- Task set:
1. List each distinct poster name that appears in a post header of the earbuds thread, one per line, with no repeats.
2. Output everything in the earbuds thread from "I found the" down to "I don't need.", copied word for word.

- Passage shown:
>> START
# Wired + Wireless In-ear headphones (earbuds)



## Udyr (Sep 30, 2021)

Does anyone know or recommend a good set of wired + wireless (Bluetooth) earbuds?

I found the Back Bay American EQ 40 and the Ghostek Fuze 2 in 1, but not many other options. I know this is probably a niche product, and that other wired + wireless exists, but the majority are headsets, which I don't need.


----------



## ThaiTaffy (Sep 30, 2021)

What's your budget? And what are you expecting? Sound quality, fit, battery life etc

Shure produce extremely good quality and high fidelity wired buds but maybe you don't want to spend $100+


----------



## ThaiTaffy (Sep 30, 2021)

Sony's WF1000 series are really nice wireless buds but can be a little bass heavy

Personally I use aftershokz air the sound is ok at best but they do enable me to get shouted at by my wife while listening to music.


----------



## Deleted member 202104 (Sep 30, 2021)

The OP is looking specifically for earbuds that can be used both wireless or wired.

Other than the examples they provided, I'm not aware of any.


----------



## ThaiTaffy (Sep 30, 2021)

weekendgeek said:


> The OP is looking specifically for earbuds that can be used both wireless or wired.
> 
> Other than the examples they provided, I'm not aware of any.


Oh wow I didn't even know that was a thing

Without some clever bypass circuitry surely that just destroys the battery


----------



## FreedomEclipse (Sep 30, 2021)

Get yourself something like a set of TIN HIFI T2's and pair them up with FiiO UTWS3 True Wireless Bluetooth Adapter Cable Type MMCX for wireless.

You can have whatever headphones you want so long as they have the MMCX connectors. Most headphones like that will come with their own 3.5mm jack cable.


----------



## Ferd (Sep 30, 2021)

the option are basically endless, pricing will be the limiting factor


----------



## ThaiTaffy (Sep 30, 2021)

FreedomEclipse said:


> Get yourself something like a set of TIN HIFI T2's and pair them up with FiiO UTWS3 True Wireless Bluetooth Adapter Cable Type MMCX for wireless.
>> END
- Provided information:
>> START
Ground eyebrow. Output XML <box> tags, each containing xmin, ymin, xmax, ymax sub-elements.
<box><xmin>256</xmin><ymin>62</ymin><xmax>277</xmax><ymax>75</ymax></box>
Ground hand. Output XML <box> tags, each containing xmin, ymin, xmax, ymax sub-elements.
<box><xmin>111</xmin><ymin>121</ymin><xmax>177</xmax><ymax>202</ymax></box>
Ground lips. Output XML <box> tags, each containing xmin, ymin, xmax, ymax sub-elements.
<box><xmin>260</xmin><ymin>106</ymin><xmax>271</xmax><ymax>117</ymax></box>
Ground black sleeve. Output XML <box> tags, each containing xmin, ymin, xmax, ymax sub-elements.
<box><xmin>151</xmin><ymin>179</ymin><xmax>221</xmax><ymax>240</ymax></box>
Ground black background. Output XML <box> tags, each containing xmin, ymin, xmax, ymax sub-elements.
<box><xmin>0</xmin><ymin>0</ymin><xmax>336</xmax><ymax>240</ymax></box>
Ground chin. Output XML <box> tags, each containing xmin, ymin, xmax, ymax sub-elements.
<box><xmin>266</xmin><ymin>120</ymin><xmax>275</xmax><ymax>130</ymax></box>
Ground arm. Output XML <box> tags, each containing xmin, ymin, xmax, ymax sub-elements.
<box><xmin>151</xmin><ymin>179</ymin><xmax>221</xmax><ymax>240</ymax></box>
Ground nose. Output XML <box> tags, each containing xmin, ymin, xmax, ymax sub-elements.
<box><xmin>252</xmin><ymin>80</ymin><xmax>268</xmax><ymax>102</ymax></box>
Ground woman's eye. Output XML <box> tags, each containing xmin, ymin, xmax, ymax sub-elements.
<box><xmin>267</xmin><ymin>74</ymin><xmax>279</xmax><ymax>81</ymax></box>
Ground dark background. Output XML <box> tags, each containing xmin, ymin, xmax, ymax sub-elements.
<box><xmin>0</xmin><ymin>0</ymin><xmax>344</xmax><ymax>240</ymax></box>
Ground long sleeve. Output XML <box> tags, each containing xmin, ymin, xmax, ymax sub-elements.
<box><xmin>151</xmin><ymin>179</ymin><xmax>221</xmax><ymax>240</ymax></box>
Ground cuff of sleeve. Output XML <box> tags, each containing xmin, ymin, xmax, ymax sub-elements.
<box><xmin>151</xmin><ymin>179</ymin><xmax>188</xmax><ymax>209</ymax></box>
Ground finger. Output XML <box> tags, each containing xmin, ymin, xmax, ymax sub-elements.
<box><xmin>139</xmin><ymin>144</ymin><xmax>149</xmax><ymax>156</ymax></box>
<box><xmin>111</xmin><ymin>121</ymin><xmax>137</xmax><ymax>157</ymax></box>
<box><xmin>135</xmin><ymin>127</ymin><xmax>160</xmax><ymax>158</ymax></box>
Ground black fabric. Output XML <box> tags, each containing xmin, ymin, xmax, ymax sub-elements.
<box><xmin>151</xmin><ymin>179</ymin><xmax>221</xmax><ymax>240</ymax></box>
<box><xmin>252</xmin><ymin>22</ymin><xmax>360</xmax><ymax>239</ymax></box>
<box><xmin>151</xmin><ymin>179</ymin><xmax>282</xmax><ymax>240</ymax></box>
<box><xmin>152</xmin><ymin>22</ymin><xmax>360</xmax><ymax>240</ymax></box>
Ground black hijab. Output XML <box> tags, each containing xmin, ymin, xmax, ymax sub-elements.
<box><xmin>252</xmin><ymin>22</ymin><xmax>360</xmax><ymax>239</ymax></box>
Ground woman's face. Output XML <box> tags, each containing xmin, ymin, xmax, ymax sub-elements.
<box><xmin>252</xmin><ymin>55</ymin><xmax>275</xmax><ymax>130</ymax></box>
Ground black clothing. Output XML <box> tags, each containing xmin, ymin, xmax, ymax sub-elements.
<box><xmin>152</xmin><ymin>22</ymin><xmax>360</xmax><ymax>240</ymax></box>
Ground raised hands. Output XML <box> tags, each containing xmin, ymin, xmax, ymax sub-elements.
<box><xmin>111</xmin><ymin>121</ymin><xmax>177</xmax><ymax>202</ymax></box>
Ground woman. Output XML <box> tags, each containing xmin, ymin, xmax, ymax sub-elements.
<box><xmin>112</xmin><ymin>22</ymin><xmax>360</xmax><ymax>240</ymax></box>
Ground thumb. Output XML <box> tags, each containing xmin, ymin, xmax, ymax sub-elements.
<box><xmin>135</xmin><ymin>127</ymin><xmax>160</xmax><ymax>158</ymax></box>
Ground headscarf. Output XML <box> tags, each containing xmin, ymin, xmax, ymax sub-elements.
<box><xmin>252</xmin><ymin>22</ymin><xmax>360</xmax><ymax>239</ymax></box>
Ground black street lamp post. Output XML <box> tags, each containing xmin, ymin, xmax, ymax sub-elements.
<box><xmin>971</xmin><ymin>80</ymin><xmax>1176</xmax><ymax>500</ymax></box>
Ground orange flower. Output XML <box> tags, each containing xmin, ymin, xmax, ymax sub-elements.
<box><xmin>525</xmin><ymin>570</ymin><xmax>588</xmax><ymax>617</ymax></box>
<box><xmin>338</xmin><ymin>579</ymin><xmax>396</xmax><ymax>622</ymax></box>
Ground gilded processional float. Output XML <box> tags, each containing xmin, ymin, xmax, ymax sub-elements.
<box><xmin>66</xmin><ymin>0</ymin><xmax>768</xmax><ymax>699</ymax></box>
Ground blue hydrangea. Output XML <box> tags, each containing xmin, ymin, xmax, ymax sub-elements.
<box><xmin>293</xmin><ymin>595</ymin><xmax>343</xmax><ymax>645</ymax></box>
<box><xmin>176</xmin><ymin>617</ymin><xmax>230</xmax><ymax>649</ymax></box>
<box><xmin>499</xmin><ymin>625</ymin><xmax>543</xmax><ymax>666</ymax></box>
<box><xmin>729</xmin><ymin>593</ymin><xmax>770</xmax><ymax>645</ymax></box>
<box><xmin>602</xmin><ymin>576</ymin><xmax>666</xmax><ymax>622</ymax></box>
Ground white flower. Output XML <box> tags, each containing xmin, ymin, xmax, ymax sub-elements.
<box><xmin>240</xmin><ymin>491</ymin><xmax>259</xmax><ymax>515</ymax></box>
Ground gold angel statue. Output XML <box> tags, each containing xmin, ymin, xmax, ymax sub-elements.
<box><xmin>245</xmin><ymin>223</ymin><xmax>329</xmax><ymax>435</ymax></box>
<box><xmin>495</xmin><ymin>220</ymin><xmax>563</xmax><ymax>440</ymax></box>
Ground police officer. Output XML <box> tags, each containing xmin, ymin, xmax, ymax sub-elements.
>> END
- Responses by task:
1.
Udyr
ThaiTaffy
Deleted member 202104
FreedomEclipse
Ferd

2.
I found the Back Bay American EQ 40 and the Ghostek Fuze 2 in 1, but not many other options. I know this is probably a niche product, and that other wired + wireless exists, but the majority are headsets, which I don't need.